**TASK ITEM**: Return all the entries. Match them word for word.

**DATA SUPPLIED**:
[Start of section]

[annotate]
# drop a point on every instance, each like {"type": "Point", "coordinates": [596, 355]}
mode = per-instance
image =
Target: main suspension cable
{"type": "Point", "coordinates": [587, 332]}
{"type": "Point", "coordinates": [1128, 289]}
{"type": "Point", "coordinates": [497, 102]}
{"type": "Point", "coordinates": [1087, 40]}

[End of section]

**SOLUTION FOR THIS PROBLEM**:
[annotate]
# drop a point on every instance, each like {"type": "Point", "coordinates": [596, 355]}
mode = per-instance
image =
Target: main suspension cable
{"type": "Point", "coordinates": [587, 332]}
{"type": "Point", "coordinates": [1128, 289]}
{"type": "Point", "coordinates": [497, 102]}
{"type": "Point", "coordinates": [1087, 40]}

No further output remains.